▶ _WORK ORDER_
From the page excerpt on data collection below, repeat word for word the passage from "What's done is" up to and including "are ridiculously predictable.".

▶ _PAGE EXCERPT_
+ + + + + + +

What if the fake traffic outnumbers real traffic by a wide margin, say 100 to 1 or even more?
If I'm completely honest, asking these questions is admitting you don't understand the subject matter well enough. People in general seem surprisingly naive what data collection and the subsequent processing entails. This is a wonderful quality, but also means companies can collect with impunity. This is an industry built on deducing marketable conclusions from huge amounts of raw and noisy data. It's far beyond some guy or basic algorithm looking at your browsing and going "you looked at a backpack, you must want a backpack". That happens too, but is a incredibly crude and clunky approach compared to the profiles built of people and their behaviour.
What's done is preferably collecting large amounts of data and matching patterns to other know patterns. Facebook can say with an uncomfortable degree of accuracy whether you're about to engage in or end a relationship. They don't do this by looking at the content of your messages, but at the metadata like how much messages you send when and similar patterns. Note that Facebook also collects large amounts of data about non members. This is also why large scale data collection is a dangerous game as you can make accurate predictions about things people aren't even aware of themselves. This includes illnesses, pregnancies and all kinds of medical data but also political matters. Remember Cambridge Analytica? It's industrialized manipulation. Other than on the micro level people are ridiculously predictable.
To create meaningful noise means creating an adversarial model. "The other side" not only has a massive headstart but is also ridiculously well funded as it's literally an industry worth many billions of dollars, so there's not really a chance of even putting up a fight. Note that I'm simplifying a couple of things here as it's a massive, sprawling and quickly evolving industry.

+ + + + + + +

[Referring expression data]
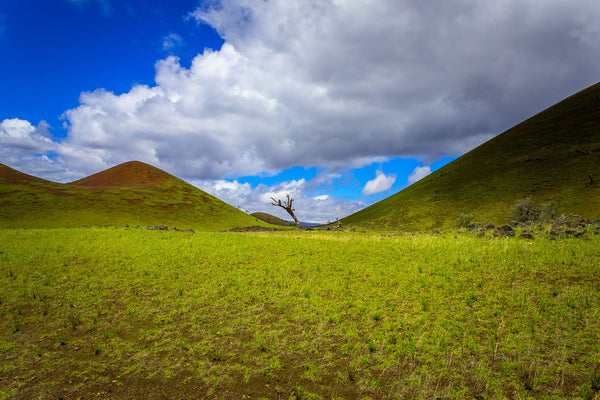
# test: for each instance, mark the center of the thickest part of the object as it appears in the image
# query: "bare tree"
(287, 206)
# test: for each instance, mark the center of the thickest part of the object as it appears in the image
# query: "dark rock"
(577, 232)
(506, 231)
(527, 234)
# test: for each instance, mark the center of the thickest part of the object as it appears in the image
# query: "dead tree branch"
(287, 206)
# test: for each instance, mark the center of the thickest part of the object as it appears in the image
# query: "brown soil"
(129, 174)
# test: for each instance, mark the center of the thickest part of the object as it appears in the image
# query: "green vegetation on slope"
(129, 314)
(132, 193)
(553, 156)
(271, 219)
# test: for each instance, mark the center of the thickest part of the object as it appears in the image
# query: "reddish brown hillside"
(128, 174)
(11, 176)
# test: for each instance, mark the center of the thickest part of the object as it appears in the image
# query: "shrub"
(547, 212)
(464, 220)
(524, 210)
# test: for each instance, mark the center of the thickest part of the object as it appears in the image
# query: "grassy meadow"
(129, 314)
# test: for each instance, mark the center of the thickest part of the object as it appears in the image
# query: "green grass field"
(130, 314)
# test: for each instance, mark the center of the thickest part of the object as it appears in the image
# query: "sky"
(340, 103)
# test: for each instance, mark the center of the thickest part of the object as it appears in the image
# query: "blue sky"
(340, 104)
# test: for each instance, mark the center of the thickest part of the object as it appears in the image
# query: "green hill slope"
(132, 193)
(553, 156)
(271, 219)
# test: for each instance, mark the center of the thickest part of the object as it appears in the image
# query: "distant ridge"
(128, 174)
(11, 176)
(553, 156)
(132, 193)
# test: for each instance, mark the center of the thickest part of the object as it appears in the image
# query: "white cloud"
(171, 41)
(418, 174)
(339, 83)
(308, 208)
(381, 183)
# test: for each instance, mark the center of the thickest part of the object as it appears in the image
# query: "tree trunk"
(287, 206)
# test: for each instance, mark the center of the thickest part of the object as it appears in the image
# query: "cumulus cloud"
(418, 174)
(319, 209)
(381, 183)
(334, 84)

+ + + + + + +

▶ _RESULT BELOW_
What's done is preferably collecting large amounts of data and matching patterns to other know patterns. Facebook can say with an uncomfortable degree of accuracy whether you're about to engage in or end a relationship. They don't do this by looking at the content of your messages, but at the metadata like how much messages you send when and similar patterns. Note that Facebook also collects large amounts of data about non members. This is also why large scale data collection is a dangerous game as you can make accurate predictions about things people aren't even aware of themselves. This includes illnesses, pregnancies and all kinds of medical data but also political matters. Remember Cambridge Analytica? It's industrialized manipulation. Other than on the micro level people are ridiculously predictable.